Work required: Rewrite the records below with "police officer" in place of "uniformed officer" and every other part kept the same.

═════ Given records

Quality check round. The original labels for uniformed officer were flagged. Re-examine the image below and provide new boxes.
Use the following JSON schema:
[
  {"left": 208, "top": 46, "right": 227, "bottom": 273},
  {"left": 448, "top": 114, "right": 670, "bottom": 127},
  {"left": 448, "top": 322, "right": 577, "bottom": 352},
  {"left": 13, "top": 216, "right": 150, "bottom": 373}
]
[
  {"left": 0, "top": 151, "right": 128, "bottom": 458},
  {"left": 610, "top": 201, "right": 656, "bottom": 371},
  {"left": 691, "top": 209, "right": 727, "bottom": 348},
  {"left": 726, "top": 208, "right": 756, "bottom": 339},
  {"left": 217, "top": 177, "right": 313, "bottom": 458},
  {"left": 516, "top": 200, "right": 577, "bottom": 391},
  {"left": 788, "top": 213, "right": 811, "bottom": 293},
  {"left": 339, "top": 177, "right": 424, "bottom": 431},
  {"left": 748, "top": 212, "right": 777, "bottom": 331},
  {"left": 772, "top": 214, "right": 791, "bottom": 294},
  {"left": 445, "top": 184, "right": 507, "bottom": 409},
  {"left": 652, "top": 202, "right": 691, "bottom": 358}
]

══════════

Exercise output:
Quality check round. The original labels for police officer were flagged. Re-examine the image below and provide new boxes.
Use the following JSON schema:
[
  {"left": 208, "top": 46, "right": 227, "bottom": 273},
  {"left": 448, "top": 114, "right": 670, "bottom": 127},
  {"left": 448, "top": 322, "right": 577, "bottom": 352},
  {"left": 13, "top": 216, "right": 150, "bottom": 373}
]
[
  {"left": 0, "top": 151, "right": 128, "bottom": 458},
  {"left": 610, "top": 201, "right": 656, "bottom": 371},
  {"left": 691, "top": 209, "right": 727, "bottom": 348},
  {"left": 726, "top": 208, "right": 756, "bottom": 339},
  {"left": 217, "top": 177, "right": 313, "bottom": 458},
  {"left": 516, "top": 200, "right": 577, "bottom": 391},
  {"left": 788, "top": 213, "right": 811, "bottom": 293},
  {"left": 339, "top": 177, "right": 424, "bottom": 431},
  {"left": 748, "top": 212, "right": 777, "bottom": 331},
  {"left": 772, "top": 214, "right": 791, "bottom": 294},
  {"left": 445, "top": 184, "right": 507, "bottom": 409},
  {"left": 652, "top": 202, "right": 691, "bottom": 358}
]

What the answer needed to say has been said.